Pulang dari AS, mereka mentransformasikan ilmu yang didapat kepada Soewoto Soekendar, Suti Harsono, dan Kusnidar.
Joem Soemarsono yang juga seorang teknisi pesawat helikopter dibantu oleh beberapa teknisi lainnya merawat pesawat-pesawat yang sudah dimiliki TNI AU.
Baca juga: Spesifikasi Helikopter Serbu Mi-35P TNI AD Buatan Rusia, Dipersenjatai Rudal Anti-Tank
Untuk mewadahi helikopter yang sudah ada, dibentuklah Skadron Percobaan Helikopter.
Dengan bertambahnya jumlah pesawat dan penerbang helikopter, kemudian Skadron Percobaan Helikopter ditingkatkan menjadi Skadron Helikopter, sekaligus sebagai kesatuan di bawah Komando Group Komposisi (KGK).

__SEGMEN DATA__:
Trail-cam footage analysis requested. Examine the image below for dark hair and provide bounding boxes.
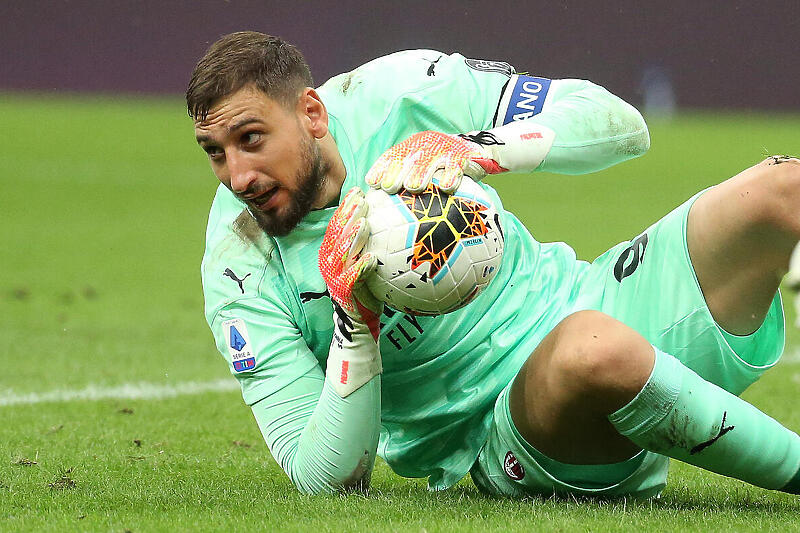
[186,31,314,120]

__URAIAN TUGAS__:
Dalam teks bacaan tentang skadron helikopter TNI AU, Skadron Percobaan Helikopter ditingkatkan menjadi apa setelah jumlah pesawat dan penerbang helikopter bertambah?

__HASIL__:
Skadron Helikopter, yang sekaligus menjadi kesatuan di bawah Komando Group Komposisi (KGK).